Items from a data source:
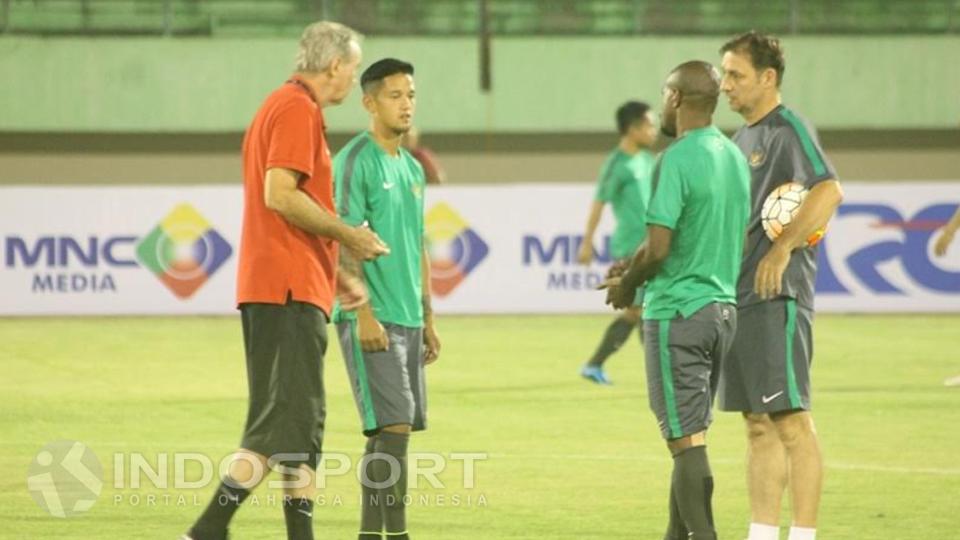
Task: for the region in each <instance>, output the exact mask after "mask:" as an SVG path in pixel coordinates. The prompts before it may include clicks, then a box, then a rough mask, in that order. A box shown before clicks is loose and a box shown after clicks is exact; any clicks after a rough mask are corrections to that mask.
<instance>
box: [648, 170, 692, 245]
mask: <svg viewBox="0 0 960 540" xmlns="http://www.w3.org/2000/svg"><path fill="white" fill-rule="evenodd" d="M683 204H684V185H683V174H682V172H681V170H680V167H679V165H678V163H676V160H674V159H670V156H668V155H667V154H666V153H664V154H663V156H661V158H660V161H659V162H658V163H657V166H656V167H655V168H654V170H653V193H652V194H651V195H650V204H649V207H648V209H647V225H661V226H663V227H667V228H668V229H673V228H675V227H676V226H677V221H679V219H680V215H681V214H682V213H683Z"/></svg>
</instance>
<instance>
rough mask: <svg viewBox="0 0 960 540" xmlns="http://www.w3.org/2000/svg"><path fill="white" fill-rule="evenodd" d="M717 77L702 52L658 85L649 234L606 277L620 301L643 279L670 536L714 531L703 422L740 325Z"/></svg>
mask: <svg viewBox="0 0 960 540" xmlns="http://www.w3.org/2000/svg"><path fill="white" fill-rule="evenodd" d="M719 95H720V77H719V75H718V74H717V71H716V70H715V69H714V68H713V66H711V65H710V64H708V63H706V62H700V61H692V62H687V63H684V64H681V65H680V66H679V67H677V68H676V69H674V70H673V71H672V72H671V73H670V76H669V77H668V78H667V82H666V84H665V86H664V94H663V114H662V123H663V127H662V129H663V131H664V133H665V134H667V135H669V136H676V137H678V138H677V140H676V141H675V142H674V143H673V144H671V145H670V147H669V148H667V150H665V151H664V152H663V154H662V155H661V156H660V160H659V161H658V163H657V166H656V168H655V169H654V173H653V191H652V195H651V198H650V207H649V210H648V211H647V240H646V242H645V243H644V244H643V246H641V247H640V249H639V251H638V252H637V254H636V255H635V256H634V258H633V261H632V262H631V264H630V267H629V269H628V270H627V271H626V273H625V274H623V276H622V277H620V278H614V279H612V280H609V281H608V283H610V284H611V285H612V288H611V289H610V291H609V293H608V299H607V300H608V303H612V304H613V305H614V307H617V308H626V307H628V306H630V305H632V304H633V301H634V297H635V294H636V290H637V289H638V288H639V287H640V286H642V285H643V284H644V283H646V284H647V285H646V298H645V301H644V313H643V318H644V333H645V335H646V343H645V347H646V365H647V389H648V394H649V399H650V408H651V409H652V410H653V412H654V414H656V417H657V421H658V422H659V424H660V431H661V433H662V435H663V438H664V439H666V441H667V447H668V448H669V450H670V452H671V454H672V455H673V476H672V478H671V483H670V503H669V506H670V522H669V525H668V528H667V533H666V535H665V536H664V538H665V539H666V540H680V539H688V538H689V539H696V540H701V539H715V538H716V537H717V535H716V530H715V528H714V523H713V511H712V506H711V498H712V495H713V476H712V473H711V472H710V464H709V462H708V460H707V451H706V432H707V428H708V427H709V425H710V423H711V421H712V412H711V409H712V404H713V396H714V394H715V392H716V382H717V377H718V376H719V369H720V365H721V364H722V362H723V358H724V356H725V354H726V352H727V350H728V349H729V347H730V343H731V342H732V341H733V336H734V333H735V331H736V327H737V311H736V307H735V303H736V284H737V276H738V275H739V273H740V259H741V253H742V250H743V242H744V234H743V233H744V230H745V228H746V225H747V217H748V215H749V212H750V188H749V185H750V171H749V167H748V165H747V162H746V159H745V158H744V157H743V154H741V153H740V151H739V149H738V148H737V147H736V146H735V145H734V144H733V143H732V142H731V141H730V140H729V139H728V138H727V137H726V136H725V135H723V133H721V132H720V130H719V129H717V128H716V127H715V126H713V125H712V116H713V111H714V109H715V108H716V106H717V99H718V97H719Z"/></svg>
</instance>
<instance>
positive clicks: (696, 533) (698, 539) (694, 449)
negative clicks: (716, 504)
mask: <svg viewBox="0 0 960 540" xmlns="http://www.w3.org/2000/svg"><path fill="white" fill-rule="evenodd" d="M672 489H673V490H674V494H675V495H676V501H677V509H678V510H679V514H680V517H681V518H682V519H683V523H684V525H685V526H686V527H687V530H689V531H690V534H689V538H690V539H691V540H692V539H696V540H715V539H716V537H717V533H716V531H715V530H714V528H713V508H712V506H711V499H712V498H713V475H712V473H711V472H710V463H709V462H708V461H707V447H706V446H694V447H692V448H687V449H686V450H681V451H680V452H678V453H677V454H675V455H674V456H673V482H672Z"/></svg>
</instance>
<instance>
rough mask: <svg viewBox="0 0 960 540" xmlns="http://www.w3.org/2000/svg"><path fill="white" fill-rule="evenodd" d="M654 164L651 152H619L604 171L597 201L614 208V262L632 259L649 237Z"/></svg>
mask: <svg viewBox="0 0 960 540" xmlns="http://www.w3.org/2000/svg"><path fill="white" fill-rule="evenodd" d="M653 164H654V157H653V154H652V153H650V152H649V151H647V150H641V151H639V152H637V153H636V154H634V155H632V156H631V155H630V154H627V153H626V152H624V151H623V150H620V149H619V148H617V149H615V150H614V151H612V152H610V154H609V155H608V156H607V160H606V161H605V162H604V163H603V168H602V169H601V170H600V180H599V181H598V182H597V192H596V196H595V199H596V200H597V201H601V202H605V203H609V204H610V206H612V207H613V216H614V218H616V228H615V229H614V231H613V236H612V237H611V238H610V255H611V256H613V258H614V259H623V258H626V257H630V256H632V255H633V254H634V253H635V252H636V251H637V248H638V247H640V244H642V243H643V241H644V240H645V239H646V237H647V223H646V219H645V216H646V213H647V203H648V202H649V200H650V173H651V171H652V170H653Z"/></svg>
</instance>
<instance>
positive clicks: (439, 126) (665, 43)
mask: <svg viewBox="0 0 960 540" xmlns="http://www.w3.org/2000/svg"><path fill="white" fill-rule="evenodd" d="M722 41H723V39H722V38H720V37H709V38H704V37H696V38H687V37H651V38H612V37H611V38H597V37H544V38H498V39H495V40H494V43H493V84H494V88H493V91H492V92H491V93H489V94H484V93H482V92H481V91H480V90H479V83H478V79H479V68H478V53H477V44H476V42H475V40H473V39H470V38H429V39H427V38H370V39H367V40H366V42H365V45H364V48H365V57H366V59H367V60H368V61H370V60H374V59H377V58H380V57H383V56H387V55H389V56H397V57H401V58H405V59H409V60H411V61H413V62H414V63H415V64H416V66H417V83H418V93H419V96H420V101H419V108H420V109H419V112H418V120H417V121H418V123H419V124H420V125H421V127H422V128H424V129H425V130H426V131H432V132H490V133H531V132H532V133H543V132H558V131H594V132H605V131H608V130H609V129H610V128H611V123H612V120H611V111H612V110H613V108H615V107H616V105H617V104H619V103H620V102H622V101H623V100H625V99H628V98H639V99H645V100H648V101H657V100H659V96H660V88H661V84H662V81H663V78H664V76H665V74H666V73H667V72H668V71H669V70H670V69H671V68H672V67H673V66H675V65H677V64H678V63H680V62H682V61H685V60H689V59H691V58H700V59H705V60H710V61H717V60H718V54H717V49H718V47H719V45H720V44H721V43H722ZM784 44H785V47H786V52H787V72H786V78H785V83H784V94H785V100H786V101H787V103H789V104H790V105H792V106H794V107H795V108H796V109H797V110H799V111H801V112H802V113H803V114H804V115H806V116H807V117H809V118H810V119H811V120H812V121H813V122H814V123H815V124H816V125H817V126H818V127H819V128H820V129H832V128H837V129H851V128H871V129H903V128H922V129H944V128H957V127H958V126H960V90H958V89H960V62H957V58H958V57H960V37H958V36H952V37H951V36H902V37H892V36H858V37H822V36H788V37H786V38H784ZM295 46H296V43H295V41H294V40H290V39H277V38H269V39H268V38H255V39H209V38H206V39H198V38H176V39H164V38H99V39H97V38H25V37H11V36H7V37H0V73H2V74H3V76H2V77H3V83H2V84H0V132H37V131H39V132H93V133H97V132H130V133H168V132H183V133H191V132H192V133H209V132H240V131H243V129H244V128H245V127H246V124H247V122H249V119H250V116H251V114H252V112H253V111H254V110H255V109H256V107H257V105H258V104H259V103H260V101H261V100H262V98H263V97H264V96H265V95H266V94H267V93H268V92H269V91H270V90H271V89H273V88H275V87H276V86H277V85H278V84H279V83H281V82H282V81H283V80H284V79H285V78H286V77H287V75H288V74H289V72H290V67H291V64H292V58H293V54H294V49H295ZM357 94H358V93H357V92H354V95H353V96H352V97H351V99H350V100H349V101H348V102H347V103H345V104H344V105H343V106H341V107H336V108H332V109H330V110H329V112H328V120H329V124H330V125H331V126H337V129H342V130H345V131H352V130H356V129H360V128H362V127H363V126H364V125H365V123H366V119H365V117H364V114H363V112H362V111H361V109H360V107H359V105H358V99H359V97H358V95H357ZM737 123H738V118H736V116H735V115H733V114H732V113H730V112H729V111H728V110H726V108H725V107H723V106H721V111H720V114H719V116H718V124H719V125H721V126H723V127H727V128H729V127H733V126H735V125H736V124H737Z"/></svg>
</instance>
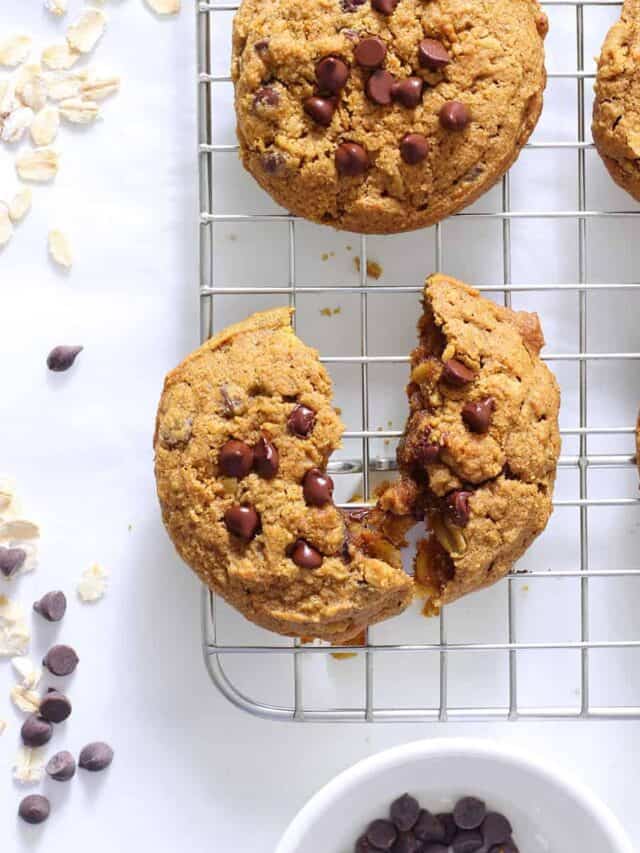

EXERCISE GOAL. List every line of the listing above that contains the word "rough", and treat uppercase and lowercase as different.

RESULT.
Task: for the region in each <instance>, output the exact mask after "mask:" as an SVG path in pixel coordinates. The prompts before it may include clicks, then a box, then a rough mask, in that order. A box shown before clicks is loose and a box shown after clicks is exact; any clicks after a rough mask are corrections to that mask.
rough mask: <svg viewBox="0 0 960 540" xmlns="http://www.w3.org/2000/svg"><path fill="white" fill-rule="evenodd" d="M717 77L702 52L658 85L649 234L606 277L620 301L643 279L670 536L714 531L703 422L740 325Z"/></svg>
rough mask: <svg viewBox="0 0 960 540" xmlns="http://www.w3.org/2000/svg"><path fill="white" fill-rule="evenodd" d="M654 164L651 152H619L604 171L597 201L614 208V262L632 259L649 237Z"/></svg>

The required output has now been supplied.